Document passage:
>>>
Do you ever just have a hunch?


Lets start a thread about times that you felt like something was off... Went with your gut... and saved a life.

My patient today took a turn for the worse following a routine thoracentesis. Vitals were WNL. Breath sounds were diminished but O2 sats remains 100%. tidal volumes down slightly.... peak pressures up barely.. But something wasn't right. HR was up from 80 to 100. Patient was sweaty. RT didn't think much was up. MD thought it was pain. Morphine didn't help. BP was WNL. Had to beg for a CXR. Showed a return of the effusion. Begged to check a hgb. MD wasn't convinced patient was bleeding... Wanted to get an echo in the AM. This was after the MD assessed the patient. Patient looked HORRIBLE to me.. But I knew her baseline. While waiting for the hgb to come back the patient went PEA and bought a CT for a tension hemothorax. Bleed out at least 2.5L. Alive when I left. MD didn't want to be aggressive.

Never seen blood spray like that.

Happened really fast. Never lost her BP until she went PEA.....

I'm not gonna lie. I was scared. I've been taking care of that patient for weeks. Didn't want to lose her that way.


331 Posts

Specializes in ICU-my whole life!!.
<<<
Data to examine:
>>>
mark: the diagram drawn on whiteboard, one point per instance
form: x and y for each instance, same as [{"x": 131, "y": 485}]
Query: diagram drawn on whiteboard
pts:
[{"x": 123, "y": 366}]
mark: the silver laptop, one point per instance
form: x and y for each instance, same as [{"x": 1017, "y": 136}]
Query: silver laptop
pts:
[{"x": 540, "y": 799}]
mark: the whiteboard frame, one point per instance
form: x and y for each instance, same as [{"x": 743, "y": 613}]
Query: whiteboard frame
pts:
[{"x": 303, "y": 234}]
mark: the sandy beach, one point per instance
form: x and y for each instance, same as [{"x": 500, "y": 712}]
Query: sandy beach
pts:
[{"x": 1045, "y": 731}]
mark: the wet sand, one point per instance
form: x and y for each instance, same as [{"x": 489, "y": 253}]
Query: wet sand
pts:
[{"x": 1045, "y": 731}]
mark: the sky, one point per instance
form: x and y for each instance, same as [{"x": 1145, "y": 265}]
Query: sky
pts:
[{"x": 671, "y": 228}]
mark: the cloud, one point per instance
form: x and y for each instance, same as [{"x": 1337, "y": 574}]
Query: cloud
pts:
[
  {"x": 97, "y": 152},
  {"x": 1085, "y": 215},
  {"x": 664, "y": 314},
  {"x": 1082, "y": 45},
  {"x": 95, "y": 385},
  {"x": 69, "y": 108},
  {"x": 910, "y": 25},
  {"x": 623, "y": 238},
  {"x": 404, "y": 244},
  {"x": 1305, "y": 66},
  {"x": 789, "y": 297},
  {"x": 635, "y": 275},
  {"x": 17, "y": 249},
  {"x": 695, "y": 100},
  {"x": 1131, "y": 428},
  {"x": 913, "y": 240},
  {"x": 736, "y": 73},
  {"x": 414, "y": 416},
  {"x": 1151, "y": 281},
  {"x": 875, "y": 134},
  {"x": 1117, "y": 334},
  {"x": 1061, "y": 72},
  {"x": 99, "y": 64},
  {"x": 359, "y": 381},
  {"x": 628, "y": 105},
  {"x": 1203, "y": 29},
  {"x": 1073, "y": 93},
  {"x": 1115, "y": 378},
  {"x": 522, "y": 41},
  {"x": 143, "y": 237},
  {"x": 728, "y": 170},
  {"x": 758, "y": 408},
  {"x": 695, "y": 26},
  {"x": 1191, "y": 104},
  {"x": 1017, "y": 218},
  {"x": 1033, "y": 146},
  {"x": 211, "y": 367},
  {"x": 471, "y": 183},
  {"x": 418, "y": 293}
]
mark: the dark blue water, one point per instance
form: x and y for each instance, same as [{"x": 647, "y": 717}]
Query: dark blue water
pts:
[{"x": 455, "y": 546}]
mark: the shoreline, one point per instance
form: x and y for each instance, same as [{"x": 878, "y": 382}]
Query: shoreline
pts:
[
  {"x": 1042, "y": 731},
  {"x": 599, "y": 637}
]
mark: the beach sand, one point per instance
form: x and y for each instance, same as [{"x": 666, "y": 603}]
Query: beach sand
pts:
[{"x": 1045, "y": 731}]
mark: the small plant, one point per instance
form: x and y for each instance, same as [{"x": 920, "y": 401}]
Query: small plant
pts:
<<<
What to do:
a) Answer these from the nursing forum post:
(i) What procedure did the patient have before taking a turn for the worse?
(ii) What did the patient's heart rate rise from and to?
(iii) How long had the writer been taking care of the patient?
b) Write what comes next in the nursing forum post, picking up after its final line.
The items can be left aside; nothing here depends on them.

Answers:
a)
(i) A routine thoracentesis.
(ii) From 80 to 100.
(iii) For weeks.

b)
Congratulations! Seems to me that you have entered the hall of fame. You stayed focus and brushed the doc to the curb. I do hope you charted all those requests/interventions along with NO ORDERS received. If that chart ever gets audited, the auditors will clearly see that you were the HERO here and NOT the numb doc.

In my ICU, since I am military, I would have just ordered the xrays and lab work up. But since you are in a civilian environment, money/insurance prevails on what you can and can't do.

I do hope you gave that doc a stern look right into his/her eyes. Perhaps next time, he would listen to you more attentively.

As for being scared, it is normal and you were aware of what you were feeling. I still get the pucker factor every now and then. It keeps you on your toes. The day you are not longer scared in the ICU, is time to do something else.


Specializes in NICU. Has 17 years experience.

I found out this morning that the patient died during the night. Really sucks. I hate to see people do poorly after routine procedures. Reminds you that everything has risks and you don't need to downgrade the risks of routine procedures just because you rarely see anything bad happen!!


74 Posts

Specializes in Telemetry, ICU.

I've worked mostly nights so far in my time in ICU, and it amazes me how many patients of mine pass away the shif tafter I leave them. I usually have that feling and try to get things done, but our on-call docs don't oftern work with us very well. Its sad to sit and think that it could have been prevented, but that's the nature of our jobs...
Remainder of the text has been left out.